(Vorliegender Text)
********************

Entscheidungsstichwort (Thema)

Arbeitsunfall Bauhandwerker. Schmerzensgeldanspruch. Gemeinsame Betriebsstätte bei ineinandergreifenden betrieblichen Arbeiten mehrerer Unternehmen

 

Leitsatz (amtlich)

Eine gemeinsame Betriebsstätte i. S. d. § 106 Abs. 3, 3. Alt. SGB VII setzt wechselseitig aufeinander bezogene betriebliche Aktivitäten von Versicherten mehrerer Unternehmen voraus. Ein lediglich einseitiger Bezug reicht nicht aus (Fortführung von BGH v. 17.10.2000 - VI ZR 67/00, BGHZ 145, 331 = MDR 2001, 155 = BGHReport 2001, 43).

 

Normenkette

BGB § 823; SGB VII § 106 Abs. 3 S. 3 a.F.

 

Verfahrensgang

OLG Hamm (Urteil vom 13.02.2001)

********************

[Auszüge aus einem Datensatz zur Ortsannotation]
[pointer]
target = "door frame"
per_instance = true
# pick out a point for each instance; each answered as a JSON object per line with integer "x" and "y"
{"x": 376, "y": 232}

********************

(Aufgaben)
1. Welches Gericht nennt der vorliegende Text im Verfahrensgang, und von wann stammt dessen Urteil?
2. Stimmen diese Aussagen mit dem vorliegenden Text überein? Beantworte jede mit Ja oder Nein und zitiere die entscheidenden Worte.
(a) Für eine gemeinsame Betriebsstätte genügt ein einseitiger Bezug der betrieblichen Aktivitäten.
(b) In der Normenkette wird § 823 BGB genannt.
(c) Eine gemeinsame Betriebsstätte setzt Aktivitäten von Versicherten mehrerer Unternehmen voraus.

(Lösungen)
1. Das OLG Hamm, Urteil vom 13.02.2001.

2.
(a) Nein: „Ein lediglich einseitiger Bezug reicht nicht aus“
(b) Ja: „BGB § 823“
(c) Ja: „setzt wechselseitig aufeinander bezogene betriebliche Aktivitäten von Versicherten mehrerer Unternehmen voraus“